(Stored dataset items)
-- Start --

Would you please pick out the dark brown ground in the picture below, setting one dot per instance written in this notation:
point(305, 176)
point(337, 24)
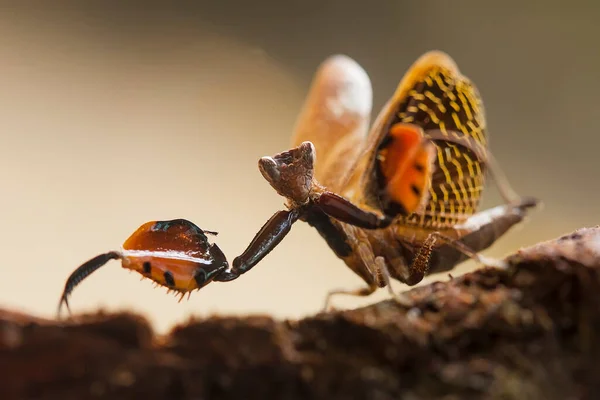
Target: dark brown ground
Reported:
point(528, 333)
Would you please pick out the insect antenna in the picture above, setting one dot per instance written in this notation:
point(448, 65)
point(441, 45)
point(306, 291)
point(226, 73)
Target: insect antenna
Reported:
point(83, 272)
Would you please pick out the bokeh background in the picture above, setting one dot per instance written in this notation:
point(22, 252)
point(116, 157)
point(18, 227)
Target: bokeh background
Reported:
point(117, 113)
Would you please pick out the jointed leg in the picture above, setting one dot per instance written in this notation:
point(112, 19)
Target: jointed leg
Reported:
point(269, 236)
point(345, 211)
point(379, 271)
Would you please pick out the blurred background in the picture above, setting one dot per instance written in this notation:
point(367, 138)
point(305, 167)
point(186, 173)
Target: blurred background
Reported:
point(114, 114)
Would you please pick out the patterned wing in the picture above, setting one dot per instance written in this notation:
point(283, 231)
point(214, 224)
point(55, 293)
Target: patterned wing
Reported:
point(439, 99)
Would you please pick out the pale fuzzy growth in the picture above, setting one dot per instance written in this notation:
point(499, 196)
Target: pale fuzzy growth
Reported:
point(335, 117)
point(352, 85)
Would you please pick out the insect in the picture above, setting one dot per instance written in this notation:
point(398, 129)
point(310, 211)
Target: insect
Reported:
point(399, 200)
point(175, 254)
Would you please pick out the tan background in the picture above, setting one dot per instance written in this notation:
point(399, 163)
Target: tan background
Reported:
point(112, 115)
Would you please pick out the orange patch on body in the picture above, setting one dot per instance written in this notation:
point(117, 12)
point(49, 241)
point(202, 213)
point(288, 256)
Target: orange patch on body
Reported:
point(407, 164)
point(182, 271)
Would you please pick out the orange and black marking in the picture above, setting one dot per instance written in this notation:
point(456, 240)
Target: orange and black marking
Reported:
point(448, 109)
point(175, 254)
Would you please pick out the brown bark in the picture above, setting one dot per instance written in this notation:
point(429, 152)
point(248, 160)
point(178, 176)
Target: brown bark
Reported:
point(527, 333)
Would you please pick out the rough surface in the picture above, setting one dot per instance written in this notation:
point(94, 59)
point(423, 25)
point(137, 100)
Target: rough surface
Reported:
point(527, 333)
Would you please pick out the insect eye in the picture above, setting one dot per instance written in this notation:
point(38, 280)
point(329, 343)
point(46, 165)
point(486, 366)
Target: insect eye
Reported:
point(200, 277)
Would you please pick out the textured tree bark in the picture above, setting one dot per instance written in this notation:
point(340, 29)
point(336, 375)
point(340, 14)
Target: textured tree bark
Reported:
point(527, 333)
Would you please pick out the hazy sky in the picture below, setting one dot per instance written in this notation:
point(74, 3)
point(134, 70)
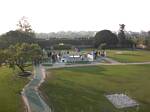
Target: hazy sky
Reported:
point(76, 15)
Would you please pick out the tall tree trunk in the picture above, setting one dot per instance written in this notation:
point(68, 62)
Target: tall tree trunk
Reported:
point(20, 67)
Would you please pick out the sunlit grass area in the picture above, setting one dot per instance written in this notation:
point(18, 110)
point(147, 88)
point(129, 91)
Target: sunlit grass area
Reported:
point(129, 55)
point(82, 89)
point(10, 88)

-- End --

> Short problem
Extract the full listing above verbatim; pictures are to be left out of the copy.

> Finished answer
Would you please pick out the dark brown ground in the picture below, setting one dot per instance written in this notation:
point(305, 176)
point(337, 24)
Target: dark brown ground
Reported:
point(528, 333)
Would you please pick out the insect antenna in the picture above, setting one dot per instance written in this notation:
point(448, 65)
point(441, 45)
point(306, 291)
point(226, 73)
Target: insect antenna
Reported:
point(83, 272)
Would you please pick out the bokeh background in the picture above, setting one dot per instance written in this notation:
point(22, 252)
point(116, 157)
point(18, 227)
Target: bokeh background
Reported:
point(117, 113)
Would you please pick out the jointed leg in the picture above, setting one dot per instance written in this notation:
point(112, 19)
Target: jointed leg
Reported:
point(269, 236)
point(345, 211)
point(379, 271)
Would you please pick out the blurred background in the picture above, setting one dot per instance written in this notation:
point(367, 138)
point(305, 167)
point(186, 173)
Target: blurred background
Reported:
point(114, 114)
Would you please pick out the patterned wing in the picture above, setting one dot per instance written in this notation:
point(283, 231)
point(214, 224)
point(55, 293)
Target: patterned wing
Reported:
point(439, 99)
Would you please pick out the pale fuzzy growth in the picture above, setting one dot per instance written in this notation:
point(499, 196)
Target: pale fuzzy growth
Reported:
point(335, 117)
point(352, 85)
Would you please pick out the insect in the picture above, setting one dot per instance written in this notation:
point(398, 129)
point(310, 211)
Target: insect
Reported:
point(399, 200)
point(175, 254)
Would you please pick out the tan background in the picture above, setting one dot per instance written in this notation:
point(399, 163)
Target: tan background
Reported:
point(112, 115)
Would you please pick out the orange patch on body in the picture above, setting one dot per instance written in this notation:
point(117, 12)
point(49, 241)
point(202, 213)
point(288, 256)
Target: orange patch on body
Reported:
point(407, 164)
point(182, 271)
Would you please pick out the orange and black marking in the picture above, setting one dot per instance written in this notation:
point(456, 240)
Target: orange and black marking
Reported:
point(448, 109)
point(175, 254)
Would you please pick out the brown bark in the picture above, setting one dot per instance written in this notation:
point(429, 152)
point(248, 160)
point(178, 176)
Target: brown bark
Reported:
point(527, 333)
Would you please pick out the rough surface in the picture above, setting one dot per instance written in this notation:
point(94, 59)
point(423, 25)
point(137, 100)
Target: rough surface
Reported:
point(527, 333)
Would you please pick out the insect eye in the picture above, setting one dot per instance written in this notation:
point(38, 280)
point(329, 343)
point(46, 165)
point(486, 366)
Target: insect eye
Reported:
point(200, 277)
Would you please pick out the textured tree bark in the picture above, setting one dot per instance written in this notation:
point(340, 29)
point(336, 375)
point(340, 14)
Target: textured tree bark
Reported:
point(527, 333)
Would you please pick out the hazy sky in the picture below, setting one dot per instance written in this notation:
point(74, 3)
point(134, 70)
Target: hazy sky
Reported:
point(76, 15)
Would you please pick out the tall tree trunk in the picture above, setting one dot per instance written in this notation:
point(68, 62)
Target: tall tree trunk
Reported:
point(20, 67)
Would you please pick out the sunlit grass area in the picture above, setting one dot per instance written in this notation:
point(18, 110)
point(147, 88)
point(129, 91)
Target: sunlit grass area
Reported:
point(129, 55)
point(82, 89)
point(10, 88)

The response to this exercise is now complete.